What needs to be done: Please rewrite the records in the stretch from the line containing "Place a point on the helicopter rotor" through the line containing "Target: helicopter tail rotor", changing every "helicopter" to "aircraft" and leaving all else unchanged. Give only those lines.

Records for the task:
◆ ◆ ◆ ◆ ◆

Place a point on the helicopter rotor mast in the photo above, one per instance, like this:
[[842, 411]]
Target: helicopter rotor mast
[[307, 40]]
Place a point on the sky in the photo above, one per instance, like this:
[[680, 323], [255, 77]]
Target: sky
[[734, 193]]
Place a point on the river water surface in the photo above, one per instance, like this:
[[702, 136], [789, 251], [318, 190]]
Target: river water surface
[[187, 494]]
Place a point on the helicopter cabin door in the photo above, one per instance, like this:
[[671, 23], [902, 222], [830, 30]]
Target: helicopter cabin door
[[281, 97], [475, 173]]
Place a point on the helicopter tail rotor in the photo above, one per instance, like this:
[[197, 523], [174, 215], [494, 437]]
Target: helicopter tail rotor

◆ ◆ ◆ ◆ ◆

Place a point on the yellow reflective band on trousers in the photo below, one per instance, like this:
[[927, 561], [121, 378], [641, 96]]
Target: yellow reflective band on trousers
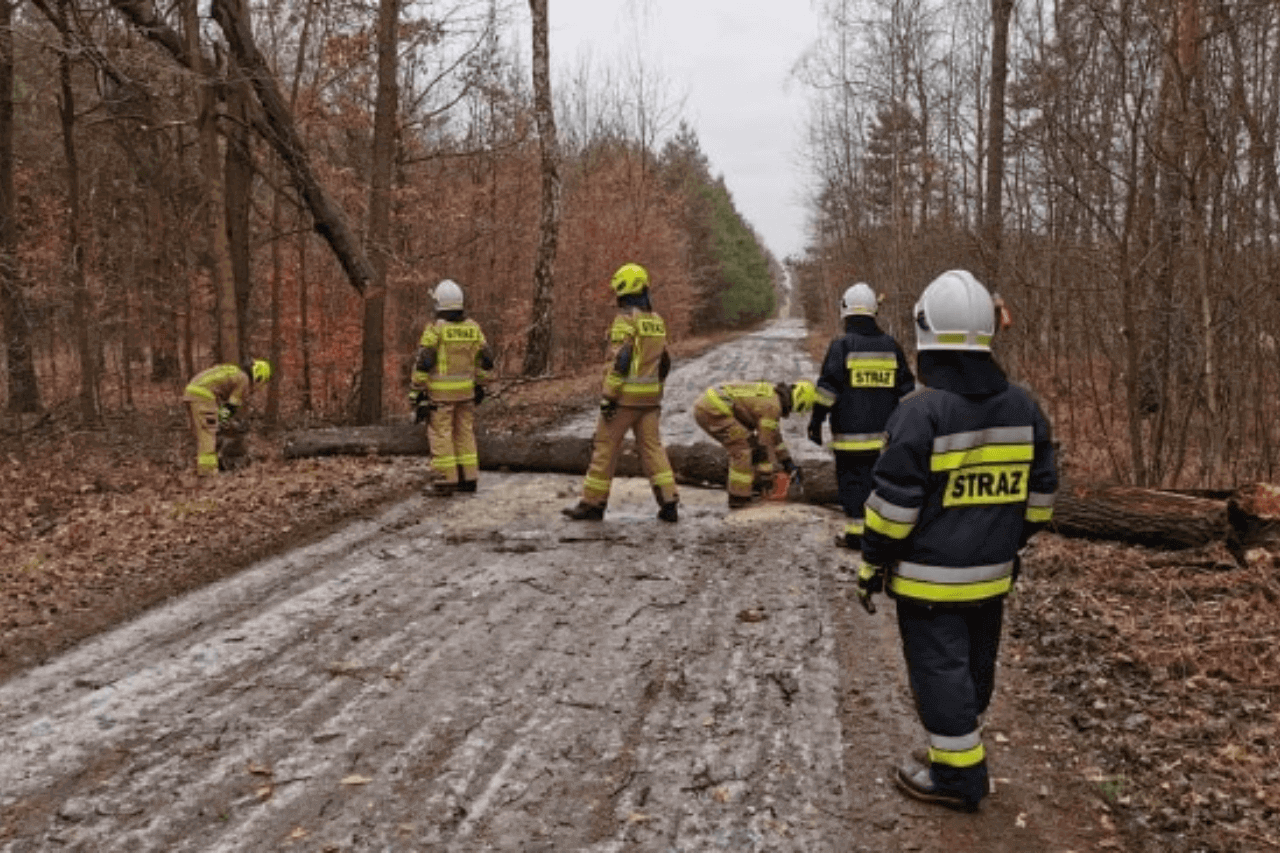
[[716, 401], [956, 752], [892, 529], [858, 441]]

◆ ◆ ◆ ◆ ◆

Worked solution:
Place a point on the aircraft rotor mast in the photo above, one per instance, like this:
[[842, 411]]
Target: aircraft rotor mast
[[307, 40]]
Place a point on the sky in the photo above, one per instance, like this:
[[680, 323], [255, 77]]
Target: sky
[[734, 193]]
Place a point on the river water surface in the photo above, one per instance, like this:
[[702, 136], [789, 251], [318, 190]]
Target: river water surface
[[187, 494]]
Place a point on the aircraft cabin door in the photo above, one per instance, like this:
[[671, 23], [902, 222], [830, 30]]
Target: aircraft cabin door
[[281, 97], [475, 173]]
Place a point on the aircraft tail rotor in the photo above, one per instance, like this:
[[197, 523], [174, 215], [494, 437]]
Target: aircraft tail rotor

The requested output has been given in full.